## Brief
Rewrite the lines of the listing below as a numbered list, starting with the line containing "Annotation guideline: for every instance of the grass verge, put" and continuing through the end of the listing. Omit blank lines and leave the pictures out of the answer.

## Provided data
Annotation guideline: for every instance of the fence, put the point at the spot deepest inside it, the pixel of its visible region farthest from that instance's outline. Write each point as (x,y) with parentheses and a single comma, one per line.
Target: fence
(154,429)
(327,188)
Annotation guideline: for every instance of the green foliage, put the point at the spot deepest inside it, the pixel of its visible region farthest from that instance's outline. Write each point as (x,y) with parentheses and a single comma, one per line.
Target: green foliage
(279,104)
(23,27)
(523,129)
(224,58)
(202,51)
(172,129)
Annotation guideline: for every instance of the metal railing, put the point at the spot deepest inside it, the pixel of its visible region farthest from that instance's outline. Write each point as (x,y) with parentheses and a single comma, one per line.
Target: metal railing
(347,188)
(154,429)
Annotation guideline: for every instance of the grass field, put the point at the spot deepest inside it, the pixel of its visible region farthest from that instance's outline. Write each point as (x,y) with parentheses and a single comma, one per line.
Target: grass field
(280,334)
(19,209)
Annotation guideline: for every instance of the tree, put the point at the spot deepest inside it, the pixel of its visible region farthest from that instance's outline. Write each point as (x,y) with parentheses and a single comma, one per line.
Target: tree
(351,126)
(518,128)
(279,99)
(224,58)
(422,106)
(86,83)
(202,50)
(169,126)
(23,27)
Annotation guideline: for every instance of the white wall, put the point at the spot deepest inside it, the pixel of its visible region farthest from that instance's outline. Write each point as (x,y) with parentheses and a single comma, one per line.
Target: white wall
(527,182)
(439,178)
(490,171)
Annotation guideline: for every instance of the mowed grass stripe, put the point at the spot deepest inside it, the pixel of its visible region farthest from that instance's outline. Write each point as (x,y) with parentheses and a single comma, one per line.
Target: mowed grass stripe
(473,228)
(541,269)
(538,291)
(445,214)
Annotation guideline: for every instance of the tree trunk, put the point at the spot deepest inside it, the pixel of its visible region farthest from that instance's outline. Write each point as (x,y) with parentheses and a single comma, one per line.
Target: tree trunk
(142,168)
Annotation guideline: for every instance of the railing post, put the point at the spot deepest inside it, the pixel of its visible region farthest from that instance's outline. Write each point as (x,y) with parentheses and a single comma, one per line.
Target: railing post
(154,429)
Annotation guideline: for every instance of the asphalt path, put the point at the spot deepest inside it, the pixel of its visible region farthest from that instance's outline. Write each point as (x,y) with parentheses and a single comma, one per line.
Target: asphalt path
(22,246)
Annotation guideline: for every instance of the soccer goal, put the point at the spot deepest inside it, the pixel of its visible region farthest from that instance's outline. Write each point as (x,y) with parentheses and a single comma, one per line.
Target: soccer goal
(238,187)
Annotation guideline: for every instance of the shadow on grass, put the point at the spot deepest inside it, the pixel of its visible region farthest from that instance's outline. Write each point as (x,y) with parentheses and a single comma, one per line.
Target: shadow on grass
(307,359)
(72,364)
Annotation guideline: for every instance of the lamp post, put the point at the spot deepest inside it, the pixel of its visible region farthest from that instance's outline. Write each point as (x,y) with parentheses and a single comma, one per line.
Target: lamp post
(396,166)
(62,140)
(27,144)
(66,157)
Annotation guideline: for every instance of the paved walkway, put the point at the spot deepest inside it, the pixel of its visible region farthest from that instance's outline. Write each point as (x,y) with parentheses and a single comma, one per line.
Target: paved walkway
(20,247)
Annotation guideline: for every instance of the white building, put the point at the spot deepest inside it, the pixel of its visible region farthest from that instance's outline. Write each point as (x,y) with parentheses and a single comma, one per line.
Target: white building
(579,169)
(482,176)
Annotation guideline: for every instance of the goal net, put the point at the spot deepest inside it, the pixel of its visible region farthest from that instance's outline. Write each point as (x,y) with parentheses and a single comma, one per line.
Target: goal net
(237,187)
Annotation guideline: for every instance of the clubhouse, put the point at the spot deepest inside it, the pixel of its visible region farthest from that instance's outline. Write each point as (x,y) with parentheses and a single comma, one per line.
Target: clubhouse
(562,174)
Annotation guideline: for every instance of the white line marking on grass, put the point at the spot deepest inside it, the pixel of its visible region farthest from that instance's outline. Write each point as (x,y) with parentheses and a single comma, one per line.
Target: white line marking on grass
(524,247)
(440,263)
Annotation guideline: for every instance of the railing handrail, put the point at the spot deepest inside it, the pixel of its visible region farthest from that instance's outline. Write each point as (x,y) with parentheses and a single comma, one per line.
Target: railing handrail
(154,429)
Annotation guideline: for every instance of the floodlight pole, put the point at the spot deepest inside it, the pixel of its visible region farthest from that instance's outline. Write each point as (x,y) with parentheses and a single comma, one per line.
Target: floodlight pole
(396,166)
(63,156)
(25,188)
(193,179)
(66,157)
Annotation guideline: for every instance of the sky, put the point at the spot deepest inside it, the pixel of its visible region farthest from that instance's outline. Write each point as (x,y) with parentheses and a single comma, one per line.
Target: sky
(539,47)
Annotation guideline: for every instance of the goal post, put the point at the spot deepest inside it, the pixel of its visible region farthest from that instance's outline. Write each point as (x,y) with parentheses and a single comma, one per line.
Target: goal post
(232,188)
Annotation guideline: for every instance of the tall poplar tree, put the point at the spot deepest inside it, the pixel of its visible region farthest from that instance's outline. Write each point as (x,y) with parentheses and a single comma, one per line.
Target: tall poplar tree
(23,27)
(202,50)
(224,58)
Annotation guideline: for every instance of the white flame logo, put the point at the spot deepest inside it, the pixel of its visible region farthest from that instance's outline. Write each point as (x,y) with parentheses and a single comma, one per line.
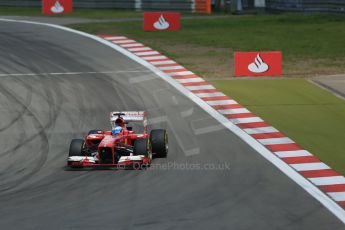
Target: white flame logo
(258,66)
(161,24)
(57,8)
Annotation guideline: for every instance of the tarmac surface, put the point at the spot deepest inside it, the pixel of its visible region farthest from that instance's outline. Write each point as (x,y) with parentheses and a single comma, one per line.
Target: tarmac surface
(57,85)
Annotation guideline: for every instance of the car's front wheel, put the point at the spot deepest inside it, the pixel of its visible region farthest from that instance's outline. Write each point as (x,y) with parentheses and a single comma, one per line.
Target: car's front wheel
(160,143)
(77,147)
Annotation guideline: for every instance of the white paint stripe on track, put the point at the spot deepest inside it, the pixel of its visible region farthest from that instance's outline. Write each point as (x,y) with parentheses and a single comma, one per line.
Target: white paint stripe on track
(246,120)
(182,73)
(140,49)
(124,41)
(132,45)
(233,111)
(216,94)
(310,166)
(295,153)
(145,53)
(67,73)
(330,204)
(276,141)
(170,67)
(163,62)
(337,196)
(154,57)
(268,129)
(332,180)
(115,38)
(188,80)
(199,87)
(222,102)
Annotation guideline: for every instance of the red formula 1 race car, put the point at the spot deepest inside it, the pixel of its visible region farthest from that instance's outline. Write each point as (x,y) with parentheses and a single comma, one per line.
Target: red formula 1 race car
(121,147)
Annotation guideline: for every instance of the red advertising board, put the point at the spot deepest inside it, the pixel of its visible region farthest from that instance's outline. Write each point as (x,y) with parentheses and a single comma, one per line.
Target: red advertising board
(161,21)
(51,7)
(258,64)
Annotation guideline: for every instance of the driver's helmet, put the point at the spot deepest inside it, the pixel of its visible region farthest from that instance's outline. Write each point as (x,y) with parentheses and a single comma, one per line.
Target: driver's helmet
(119,122)
(116,130)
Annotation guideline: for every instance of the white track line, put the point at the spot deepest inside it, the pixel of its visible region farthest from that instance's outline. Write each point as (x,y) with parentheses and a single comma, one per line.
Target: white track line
(246,120)
(199,87)
(330,204)
(154,57)
(170,67)
(310,166)
(233,111)
(268,129)
(216,94)
(188,80)
(276,141)
(66,73)
(295,153)
(140,49)
(146,53)
(222,102)
(132,45)
(338,196)
(328,180)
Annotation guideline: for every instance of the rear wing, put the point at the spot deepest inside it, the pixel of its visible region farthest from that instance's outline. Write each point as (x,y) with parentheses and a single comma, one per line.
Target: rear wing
(129,116)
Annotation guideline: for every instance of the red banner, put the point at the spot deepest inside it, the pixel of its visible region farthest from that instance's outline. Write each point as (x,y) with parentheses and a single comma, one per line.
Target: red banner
(161,21)
(51,7)
(258,64)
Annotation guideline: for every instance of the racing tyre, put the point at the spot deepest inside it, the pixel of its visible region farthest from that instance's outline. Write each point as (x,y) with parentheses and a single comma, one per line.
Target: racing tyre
(76,147)
(94,131)
(142,147)
(159,141)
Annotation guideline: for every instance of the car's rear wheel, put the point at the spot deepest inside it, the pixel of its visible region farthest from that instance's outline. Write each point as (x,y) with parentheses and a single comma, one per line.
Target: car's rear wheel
(94,131)
(160,143)
(142,147)
(77,147)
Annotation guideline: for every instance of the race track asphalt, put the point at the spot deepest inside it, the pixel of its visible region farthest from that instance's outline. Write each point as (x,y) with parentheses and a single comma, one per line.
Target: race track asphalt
(42,108)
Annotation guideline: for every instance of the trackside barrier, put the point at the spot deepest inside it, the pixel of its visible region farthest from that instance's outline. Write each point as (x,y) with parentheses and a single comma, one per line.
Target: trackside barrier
(202,6)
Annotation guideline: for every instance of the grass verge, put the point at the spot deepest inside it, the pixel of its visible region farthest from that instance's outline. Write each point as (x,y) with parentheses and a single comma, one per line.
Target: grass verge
(312,117)
(77,13)
(311,44)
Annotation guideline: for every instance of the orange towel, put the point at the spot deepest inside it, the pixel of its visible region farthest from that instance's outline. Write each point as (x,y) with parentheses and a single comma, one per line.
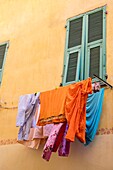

## Response
1. Annotation guideline: for every instance of the grass verge, put the point at the spot deepest inside it, the pixel of its visible region farthest from that instance's outline. Write each point as (x,y) with parentheses and a single comma, one per line.
2. Target: grass verge
3. (312,117)
4. (77,13)
5. (311,44)
6. Annotation guideline: for every instance of the orange towel, put the point at the spot deepest inside it, the pixel of its visible region farthest from that instance's outline. Write each point as (x,y) with parentheses and a single comma, one per line.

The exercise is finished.